» Task instructions: Copy exactly the last part of the entries, starting from the line with "Put a single dot on each instance of the metal" and including the final line.

(begin)

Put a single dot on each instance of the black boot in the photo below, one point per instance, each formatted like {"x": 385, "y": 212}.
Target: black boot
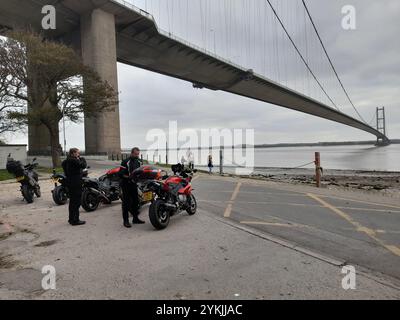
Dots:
{"x": 77, "y": 223}
{"x": 136, "y": 220}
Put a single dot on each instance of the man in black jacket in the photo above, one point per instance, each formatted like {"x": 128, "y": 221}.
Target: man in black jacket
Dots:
{"x": 73, "y": 168}
{"x": 130, "y": 197}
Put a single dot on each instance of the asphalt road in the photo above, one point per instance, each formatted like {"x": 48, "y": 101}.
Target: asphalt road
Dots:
{"x": 359, "y": 232}
{"x": 249, "y": 240}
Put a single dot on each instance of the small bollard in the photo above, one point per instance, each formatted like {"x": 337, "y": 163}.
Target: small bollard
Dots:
{"x": 318, "y": 169}
{"x": 221, "y": 162}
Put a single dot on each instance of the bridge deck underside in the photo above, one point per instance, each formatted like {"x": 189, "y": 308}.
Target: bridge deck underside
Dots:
{"x": 141, "y": 44}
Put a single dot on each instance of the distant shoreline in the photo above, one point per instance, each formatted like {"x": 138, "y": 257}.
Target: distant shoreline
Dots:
{"x": 290, "y": 145}
{"x": 322, "y": 144}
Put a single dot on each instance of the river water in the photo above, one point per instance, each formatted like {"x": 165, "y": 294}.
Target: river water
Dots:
{"x": 355, "y": 157}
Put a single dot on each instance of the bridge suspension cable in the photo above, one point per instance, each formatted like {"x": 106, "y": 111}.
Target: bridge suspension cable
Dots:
{"x": 330, "y": 61}
{"x": 301, "y": 55}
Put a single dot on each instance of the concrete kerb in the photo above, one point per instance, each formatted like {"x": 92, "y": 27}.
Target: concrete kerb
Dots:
{"x": 365, "y": 272}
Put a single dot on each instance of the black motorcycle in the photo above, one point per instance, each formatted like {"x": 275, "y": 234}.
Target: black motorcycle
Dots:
{"x": 106, "y": 190}
{"x": 26, "y": 176}
{"x": 60, "y": 192}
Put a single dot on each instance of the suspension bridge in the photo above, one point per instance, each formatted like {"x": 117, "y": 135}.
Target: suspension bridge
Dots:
{"x": 271, "y": 51}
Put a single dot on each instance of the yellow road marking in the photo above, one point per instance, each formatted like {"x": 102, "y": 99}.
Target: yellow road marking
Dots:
{"x": 235, "y": 193}
{"x": 369, "y": 232}
{"x": 228, "y": 210}
{"x": 275, "y": 224}
{"x": 361, "y": 201}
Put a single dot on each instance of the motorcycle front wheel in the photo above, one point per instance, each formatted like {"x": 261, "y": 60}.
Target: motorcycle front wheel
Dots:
{"x": 159, "y": 216}
{"x": 192, "y": 209}
{"x": 27, "y": 193}
{"x": 60, "y": 195}
{"x": 37, "y": 191}
{"x": 90, "y": 201}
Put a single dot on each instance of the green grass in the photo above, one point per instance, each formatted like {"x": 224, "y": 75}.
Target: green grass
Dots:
{"x": 4, "y": 175}
{"x": 44, "y": 170}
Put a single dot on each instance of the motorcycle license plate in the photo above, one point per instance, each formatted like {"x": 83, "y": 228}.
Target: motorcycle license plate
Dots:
{"x": 147, "y": 196}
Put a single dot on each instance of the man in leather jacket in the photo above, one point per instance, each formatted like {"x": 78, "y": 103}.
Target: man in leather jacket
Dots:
{"x": 73, "y": 168}
{"x": 130, "y": 197}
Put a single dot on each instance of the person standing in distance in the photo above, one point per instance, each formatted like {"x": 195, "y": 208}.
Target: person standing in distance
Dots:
{"x": 73, "y": 169}
{"x": 130, "y": 197}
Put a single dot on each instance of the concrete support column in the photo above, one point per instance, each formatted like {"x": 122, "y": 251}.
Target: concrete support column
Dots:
{"x": 99, "y": 51}
{"x": 38, "y": 140}
{"x": 38, "y": 134}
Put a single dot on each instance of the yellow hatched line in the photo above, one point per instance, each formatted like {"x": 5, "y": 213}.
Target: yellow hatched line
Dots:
{"x": 235, "y": 193}
{"x": 360, "y": 228}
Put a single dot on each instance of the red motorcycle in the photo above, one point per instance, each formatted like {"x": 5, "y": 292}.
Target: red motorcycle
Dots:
{"x": 172, "y": 196}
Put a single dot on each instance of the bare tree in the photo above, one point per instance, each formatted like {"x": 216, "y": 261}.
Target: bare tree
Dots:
{"x": 45, "y": 81}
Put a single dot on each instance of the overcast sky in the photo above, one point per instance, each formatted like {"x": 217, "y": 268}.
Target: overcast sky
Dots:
{"x": 367, "y": 60}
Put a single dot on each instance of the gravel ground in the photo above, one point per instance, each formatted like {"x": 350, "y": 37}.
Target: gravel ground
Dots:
{"x": 198, "y": 257}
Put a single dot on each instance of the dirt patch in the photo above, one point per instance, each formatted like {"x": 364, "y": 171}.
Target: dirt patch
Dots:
{"x": 6, "y": 262}
{"x": 4, "y": 236}
{"x": 46, "y": 243}
{"x": 27, "y": 281}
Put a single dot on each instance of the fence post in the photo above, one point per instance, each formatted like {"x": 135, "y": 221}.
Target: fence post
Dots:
{"x": 166, "y": 153}
{"x": 221, "y": 162}
{"x": 318, "y": 169}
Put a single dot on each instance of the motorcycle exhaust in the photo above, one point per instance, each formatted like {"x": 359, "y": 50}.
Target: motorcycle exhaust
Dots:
{"x": 99, "y": 194}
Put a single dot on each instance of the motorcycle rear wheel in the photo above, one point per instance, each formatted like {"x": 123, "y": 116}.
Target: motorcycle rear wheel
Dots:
{"x": 159, "y": 216}
{"x": 27, "y": 193}
{"x": 90, "y": 201}
{"x": 59, "y": 195}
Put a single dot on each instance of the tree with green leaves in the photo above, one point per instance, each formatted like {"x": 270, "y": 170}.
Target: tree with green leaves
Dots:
{"x": 45, "y": 81}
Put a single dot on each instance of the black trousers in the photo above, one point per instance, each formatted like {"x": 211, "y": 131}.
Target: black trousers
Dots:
{"x": 75, "y": 198}
{"x": 130, "y": 200}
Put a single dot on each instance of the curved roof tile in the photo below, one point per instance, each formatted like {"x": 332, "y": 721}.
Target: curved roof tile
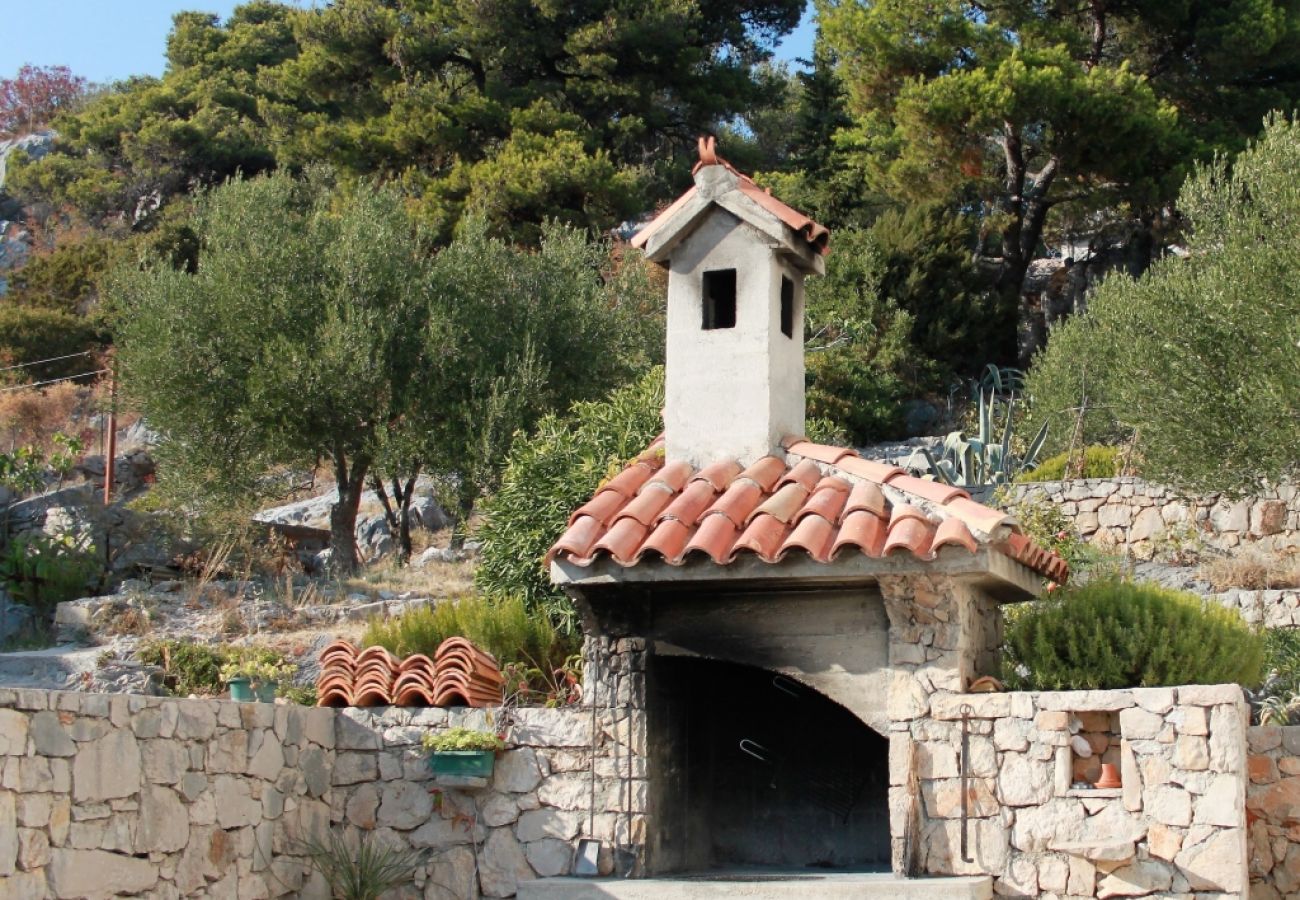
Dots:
{"x": 820, "y": 501}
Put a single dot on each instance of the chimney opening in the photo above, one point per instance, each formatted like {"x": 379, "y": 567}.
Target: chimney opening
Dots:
{"x": 719, "y": 295}
{"x": 787, "y": 307}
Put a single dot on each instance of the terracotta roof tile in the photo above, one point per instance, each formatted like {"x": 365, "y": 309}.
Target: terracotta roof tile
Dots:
{"x": 780, "y": 506}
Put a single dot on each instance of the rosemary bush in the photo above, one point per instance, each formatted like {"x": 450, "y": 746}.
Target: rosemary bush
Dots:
{"x": 1116, "y": 634}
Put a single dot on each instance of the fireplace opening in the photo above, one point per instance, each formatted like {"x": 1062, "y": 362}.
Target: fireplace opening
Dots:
{"x": 752, "y": 769}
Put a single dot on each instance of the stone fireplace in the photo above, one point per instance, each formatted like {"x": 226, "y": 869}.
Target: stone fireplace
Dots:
{"x": 767, "y": 615}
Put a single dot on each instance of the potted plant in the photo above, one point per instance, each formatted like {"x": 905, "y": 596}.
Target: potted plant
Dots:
{"x": 463, "y": 752}
{"x": 254, "y": 679}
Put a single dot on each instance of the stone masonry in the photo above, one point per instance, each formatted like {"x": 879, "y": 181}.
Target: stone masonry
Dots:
{"x": 105, "y": 796}
{"x": 1132, "y": 515}
{"x": 1273, "y": 812}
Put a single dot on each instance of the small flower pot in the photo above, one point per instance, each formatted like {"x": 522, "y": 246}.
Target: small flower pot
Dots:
{"x": 1109, "y": 777}
{"x": 472, "y": 764}
{"x": 241, "y": 689}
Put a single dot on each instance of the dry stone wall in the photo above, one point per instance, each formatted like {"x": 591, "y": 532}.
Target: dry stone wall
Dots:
{"x": 104, "y": 796}
{"x": 1138, "y": 516}
{"x": 1273, "y": 812}
{"x": 1177, "y": 826}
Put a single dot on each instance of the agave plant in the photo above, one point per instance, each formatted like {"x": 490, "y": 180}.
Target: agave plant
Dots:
{"x": 980, "y": 461}
{"x": 364, "y": 869}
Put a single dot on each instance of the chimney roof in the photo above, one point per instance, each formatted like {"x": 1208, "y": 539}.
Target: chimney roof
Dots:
{"x": 719, "y": 182}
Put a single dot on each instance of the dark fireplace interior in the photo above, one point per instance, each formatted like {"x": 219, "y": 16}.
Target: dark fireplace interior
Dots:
{"x": 752, "y": 769}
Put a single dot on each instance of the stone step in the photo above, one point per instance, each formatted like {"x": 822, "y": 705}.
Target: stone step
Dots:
{"x": 762, "y": 886}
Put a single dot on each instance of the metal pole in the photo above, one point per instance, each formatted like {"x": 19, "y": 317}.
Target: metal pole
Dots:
{"x": 966, "y": 752}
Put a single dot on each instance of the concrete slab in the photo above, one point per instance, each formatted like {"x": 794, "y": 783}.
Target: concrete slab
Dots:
{"x": 759, "y": 885}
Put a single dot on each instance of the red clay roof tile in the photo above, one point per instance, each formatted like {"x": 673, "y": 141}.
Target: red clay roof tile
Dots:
{"x": 862, "y": 529}
{"x": 953, "y": 531}
{"x": 784, "y": 503}
{"x": 776, "y": 507}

(end)

» Response below:
Put a single dot on each instance of the metal pole in the photo above, one point per instance, each formatted like {"x": 19, "y": 317}.
Target: metal pole
Dots:
{"x": 966, "y": 752}
Put a single dot on each instance of the concrete slab in the photo above, one point per instance, each formatted like {"x": 794, "y": 783}.
Target: concrete slab
Dots:
{"x": 759, "y": 885}
Put a single dot on each instance of the red clay roof tile in the photo above, one point per instance, each formatted like {"x": 673, "y": 141}.
Target: red clay roof tile
Dots:
{"x": 862, "y": 529}
{"x": 953, "y": 531}
{"x": 784, "y": 503}
{"x": 776, "y": 507}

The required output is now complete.